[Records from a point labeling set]

%%

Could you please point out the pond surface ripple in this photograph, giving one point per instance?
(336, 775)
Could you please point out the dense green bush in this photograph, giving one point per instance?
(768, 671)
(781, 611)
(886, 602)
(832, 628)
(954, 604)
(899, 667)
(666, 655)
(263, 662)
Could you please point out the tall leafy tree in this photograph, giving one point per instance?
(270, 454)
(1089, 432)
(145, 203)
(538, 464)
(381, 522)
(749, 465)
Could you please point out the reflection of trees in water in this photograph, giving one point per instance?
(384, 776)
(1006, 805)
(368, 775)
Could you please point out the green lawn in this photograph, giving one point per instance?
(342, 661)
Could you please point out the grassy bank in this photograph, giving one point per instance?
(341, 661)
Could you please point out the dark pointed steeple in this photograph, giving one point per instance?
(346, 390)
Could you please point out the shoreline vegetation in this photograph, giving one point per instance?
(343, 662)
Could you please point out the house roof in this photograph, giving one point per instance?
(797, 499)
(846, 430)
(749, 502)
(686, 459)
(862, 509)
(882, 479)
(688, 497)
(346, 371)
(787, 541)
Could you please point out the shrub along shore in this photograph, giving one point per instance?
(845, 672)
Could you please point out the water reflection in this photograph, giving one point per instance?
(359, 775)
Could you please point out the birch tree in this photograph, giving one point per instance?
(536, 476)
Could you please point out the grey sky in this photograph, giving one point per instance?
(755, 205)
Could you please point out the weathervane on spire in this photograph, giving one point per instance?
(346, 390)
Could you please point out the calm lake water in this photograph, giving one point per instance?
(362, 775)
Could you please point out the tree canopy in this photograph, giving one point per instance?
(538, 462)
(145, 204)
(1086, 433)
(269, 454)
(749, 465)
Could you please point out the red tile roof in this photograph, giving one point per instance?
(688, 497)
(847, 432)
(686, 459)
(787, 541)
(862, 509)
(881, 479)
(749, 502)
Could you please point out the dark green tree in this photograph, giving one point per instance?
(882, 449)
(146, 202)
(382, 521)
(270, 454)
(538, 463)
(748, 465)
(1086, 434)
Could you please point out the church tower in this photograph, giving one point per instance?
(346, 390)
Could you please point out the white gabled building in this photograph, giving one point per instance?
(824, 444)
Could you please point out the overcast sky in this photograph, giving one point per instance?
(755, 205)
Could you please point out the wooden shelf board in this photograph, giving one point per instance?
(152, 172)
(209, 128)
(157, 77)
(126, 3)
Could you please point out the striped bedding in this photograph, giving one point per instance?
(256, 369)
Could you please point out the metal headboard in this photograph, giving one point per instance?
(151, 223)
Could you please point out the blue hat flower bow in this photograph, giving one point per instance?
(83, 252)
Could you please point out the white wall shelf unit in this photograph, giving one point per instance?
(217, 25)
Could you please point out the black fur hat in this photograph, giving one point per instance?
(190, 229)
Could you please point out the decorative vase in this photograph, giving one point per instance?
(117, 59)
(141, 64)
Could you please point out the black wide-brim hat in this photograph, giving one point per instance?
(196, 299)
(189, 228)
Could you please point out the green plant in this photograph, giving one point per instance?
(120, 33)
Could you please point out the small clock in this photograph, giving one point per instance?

%%

TASK TO COMPLETE> Copy the stretch from the line containing "Could you please point out the black wide-brim" through the end of the records, keeping every line, requests included. Scale each point coordinate by 1.05 and round it to a whole number, with halves rounded up.

RIGHT ANSWER>
Could you please point out the black wide-brim hat in this photograph, giving one point per instance?
(206, 314)
(198, 239)
Could you please point out the green plant in this photograph, giving one point per instance?
(126, 35)
Could you please point out the small clock in this photograph, giving one point per instance?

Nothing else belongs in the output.